* _Aim of the task_
From the records, pull out word for word the part that opens with the line containing "Reviewer note: verify that every instance of the football" and closes with the line containing "[[881, 365]]", including both of those lines.

* _Listing_
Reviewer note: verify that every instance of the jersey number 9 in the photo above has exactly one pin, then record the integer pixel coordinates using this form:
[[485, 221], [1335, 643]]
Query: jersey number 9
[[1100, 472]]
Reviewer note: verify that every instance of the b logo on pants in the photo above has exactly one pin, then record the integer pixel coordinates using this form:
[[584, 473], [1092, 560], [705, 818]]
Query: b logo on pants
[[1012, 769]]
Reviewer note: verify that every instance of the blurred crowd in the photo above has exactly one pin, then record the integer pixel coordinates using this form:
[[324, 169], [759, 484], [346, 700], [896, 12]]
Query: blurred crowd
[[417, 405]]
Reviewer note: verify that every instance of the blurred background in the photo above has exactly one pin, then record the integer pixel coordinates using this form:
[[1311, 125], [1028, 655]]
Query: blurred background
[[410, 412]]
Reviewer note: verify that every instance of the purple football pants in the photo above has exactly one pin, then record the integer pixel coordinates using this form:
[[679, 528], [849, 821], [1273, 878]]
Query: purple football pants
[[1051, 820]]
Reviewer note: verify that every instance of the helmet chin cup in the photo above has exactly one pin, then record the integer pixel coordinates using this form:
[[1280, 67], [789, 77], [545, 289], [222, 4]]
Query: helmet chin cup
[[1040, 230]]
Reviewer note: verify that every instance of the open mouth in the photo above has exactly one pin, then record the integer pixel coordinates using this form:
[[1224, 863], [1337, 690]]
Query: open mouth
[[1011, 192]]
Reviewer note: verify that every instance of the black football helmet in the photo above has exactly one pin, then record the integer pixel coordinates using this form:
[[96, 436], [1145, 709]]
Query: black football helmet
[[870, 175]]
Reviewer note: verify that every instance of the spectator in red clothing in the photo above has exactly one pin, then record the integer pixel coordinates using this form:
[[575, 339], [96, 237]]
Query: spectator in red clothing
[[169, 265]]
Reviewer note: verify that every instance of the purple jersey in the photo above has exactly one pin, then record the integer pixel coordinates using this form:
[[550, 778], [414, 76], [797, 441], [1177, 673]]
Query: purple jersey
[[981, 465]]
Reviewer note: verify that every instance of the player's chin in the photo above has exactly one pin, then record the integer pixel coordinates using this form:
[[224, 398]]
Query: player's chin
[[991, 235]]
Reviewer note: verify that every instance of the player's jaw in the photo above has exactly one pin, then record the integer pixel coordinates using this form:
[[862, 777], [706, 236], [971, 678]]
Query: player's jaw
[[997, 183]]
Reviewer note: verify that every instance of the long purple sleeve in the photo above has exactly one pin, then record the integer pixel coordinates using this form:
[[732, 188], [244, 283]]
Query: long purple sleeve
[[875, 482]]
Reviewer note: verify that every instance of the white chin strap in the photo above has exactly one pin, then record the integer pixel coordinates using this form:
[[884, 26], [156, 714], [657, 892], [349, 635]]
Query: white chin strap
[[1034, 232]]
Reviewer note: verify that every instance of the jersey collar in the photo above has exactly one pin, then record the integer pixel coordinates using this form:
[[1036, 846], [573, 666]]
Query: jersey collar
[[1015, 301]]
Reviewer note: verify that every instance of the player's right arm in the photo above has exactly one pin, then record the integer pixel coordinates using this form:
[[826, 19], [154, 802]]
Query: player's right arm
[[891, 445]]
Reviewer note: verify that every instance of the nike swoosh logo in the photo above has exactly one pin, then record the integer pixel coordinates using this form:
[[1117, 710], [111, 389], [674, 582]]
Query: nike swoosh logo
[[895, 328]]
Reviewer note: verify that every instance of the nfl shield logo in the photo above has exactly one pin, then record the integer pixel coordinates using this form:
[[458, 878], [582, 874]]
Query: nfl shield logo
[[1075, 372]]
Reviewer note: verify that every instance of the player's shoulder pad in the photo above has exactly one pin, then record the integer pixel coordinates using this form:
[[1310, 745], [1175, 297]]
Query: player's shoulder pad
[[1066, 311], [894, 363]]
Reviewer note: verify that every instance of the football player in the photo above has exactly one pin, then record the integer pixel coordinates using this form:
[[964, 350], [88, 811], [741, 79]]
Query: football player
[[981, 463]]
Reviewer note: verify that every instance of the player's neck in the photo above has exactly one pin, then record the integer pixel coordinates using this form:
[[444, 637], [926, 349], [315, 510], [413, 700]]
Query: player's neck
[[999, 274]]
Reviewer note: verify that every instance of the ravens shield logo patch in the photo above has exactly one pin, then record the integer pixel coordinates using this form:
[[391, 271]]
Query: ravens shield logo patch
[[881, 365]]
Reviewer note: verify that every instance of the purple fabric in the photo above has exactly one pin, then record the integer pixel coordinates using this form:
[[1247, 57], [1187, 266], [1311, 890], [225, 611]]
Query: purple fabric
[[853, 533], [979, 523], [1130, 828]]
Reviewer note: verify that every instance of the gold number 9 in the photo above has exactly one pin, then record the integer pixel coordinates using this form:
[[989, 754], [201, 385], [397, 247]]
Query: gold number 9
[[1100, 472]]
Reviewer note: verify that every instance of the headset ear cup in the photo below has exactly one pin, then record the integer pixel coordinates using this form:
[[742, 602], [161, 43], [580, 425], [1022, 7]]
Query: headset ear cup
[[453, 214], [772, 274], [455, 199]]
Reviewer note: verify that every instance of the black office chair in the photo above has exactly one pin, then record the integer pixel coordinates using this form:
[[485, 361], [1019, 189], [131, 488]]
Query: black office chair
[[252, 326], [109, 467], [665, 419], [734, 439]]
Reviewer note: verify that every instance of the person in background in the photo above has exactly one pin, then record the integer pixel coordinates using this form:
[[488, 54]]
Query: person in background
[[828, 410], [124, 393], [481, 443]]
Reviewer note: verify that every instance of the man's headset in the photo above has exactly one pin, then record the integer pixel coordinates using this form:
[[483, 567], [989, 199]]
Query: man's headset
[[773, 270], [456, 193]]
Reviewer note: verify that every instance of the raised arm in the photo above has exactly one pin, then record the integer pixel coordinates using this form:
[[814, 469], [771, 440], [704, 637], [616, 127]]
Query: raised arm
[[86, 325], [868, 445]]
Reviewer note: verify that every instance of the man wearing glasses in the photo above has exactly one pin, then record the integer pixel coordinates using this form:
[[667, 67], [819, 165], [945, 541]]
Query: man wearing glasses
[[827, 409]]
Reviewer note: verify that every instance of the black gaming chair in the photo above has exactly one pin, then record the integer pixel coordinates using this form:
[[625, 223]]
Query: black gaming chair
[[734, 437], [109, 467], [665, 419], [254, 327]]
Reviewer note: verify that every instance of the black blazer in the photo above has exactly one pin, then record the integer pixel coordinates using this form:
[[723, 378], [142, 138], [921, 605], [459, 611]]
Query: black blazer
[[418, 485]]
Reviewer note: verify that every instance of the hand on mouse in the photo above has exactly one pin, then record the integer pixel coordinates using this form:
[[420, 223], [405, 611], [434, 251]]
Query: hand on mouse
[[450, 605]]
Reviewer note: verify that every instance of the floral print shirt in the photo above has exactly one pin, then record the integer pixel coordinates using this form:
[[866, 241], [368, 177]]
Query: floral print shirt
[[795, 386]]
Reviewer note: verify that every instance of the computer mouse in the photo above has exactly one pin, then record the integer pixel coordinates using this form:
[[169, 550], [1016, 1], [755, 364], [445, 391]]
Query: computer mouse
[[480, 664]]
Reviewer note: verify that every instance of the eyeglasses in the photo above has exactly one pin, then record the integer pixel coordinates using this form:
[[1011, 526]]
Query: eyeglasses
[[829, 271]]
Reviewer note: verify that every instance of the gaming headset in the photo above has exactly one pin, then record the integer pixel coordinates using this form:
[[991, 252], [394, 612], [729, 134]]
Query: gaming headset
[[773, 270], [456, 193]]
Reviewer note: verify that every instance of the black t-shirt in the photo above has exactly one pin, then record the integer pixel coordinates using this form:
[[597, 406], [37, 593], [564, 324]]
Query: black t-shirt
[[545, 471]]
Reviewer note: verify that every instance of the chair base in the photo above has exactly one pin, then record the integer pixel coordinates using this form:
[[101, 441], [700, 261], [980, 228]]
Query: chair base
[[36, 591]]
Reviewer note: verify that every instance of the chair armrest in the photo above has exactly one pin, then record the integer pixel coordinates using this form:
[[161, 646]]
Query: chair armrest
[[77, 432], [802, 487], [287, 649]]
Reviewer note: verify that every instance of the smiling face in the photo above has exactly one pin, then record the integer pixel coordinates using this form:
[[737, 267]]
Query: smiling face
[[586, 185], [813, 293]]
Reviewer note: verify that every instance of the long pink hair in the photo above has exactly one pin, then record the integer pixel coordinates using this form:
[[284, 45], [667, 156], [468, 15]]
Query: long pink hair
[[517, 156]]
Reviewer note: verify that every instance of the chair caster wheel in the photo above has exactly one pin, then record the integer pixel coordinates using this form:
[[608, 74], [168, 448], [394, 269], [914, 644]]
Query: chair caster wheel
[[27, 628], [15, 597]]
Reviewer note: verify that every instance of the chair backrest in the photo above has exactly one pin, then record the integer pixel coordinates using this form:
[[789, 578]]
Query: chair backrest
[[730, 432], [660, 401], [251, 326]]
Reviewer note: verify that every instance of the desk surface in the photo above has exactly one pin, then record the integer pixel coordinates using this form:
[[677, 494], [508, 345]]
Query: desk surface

* _Solution to this task_
Reviewer note: verify that every instance of the football player in the photo above has exactly one pin, then record the integer pixel coordinates using this form:
[[964, 350], [88, 811], [741, 79]]
Query: football player
[[981, 463]]
Reviewer note: verify that every instance of the player's neck in the photo above has exactly one pin, then record the integer pixel coordinates using this form:
[[444, 637], [926, 349], [315, 510], [413, 700]]
Query: player's neck
[[999, 274]]
Reviewer note: verify that every instance of the ravens shield logo patch in the photo above has exactly one pin, then record the integer pixel coordinates using this form:
[[391, 271]]
Query: ravens shield logo patch
[[881, 365]]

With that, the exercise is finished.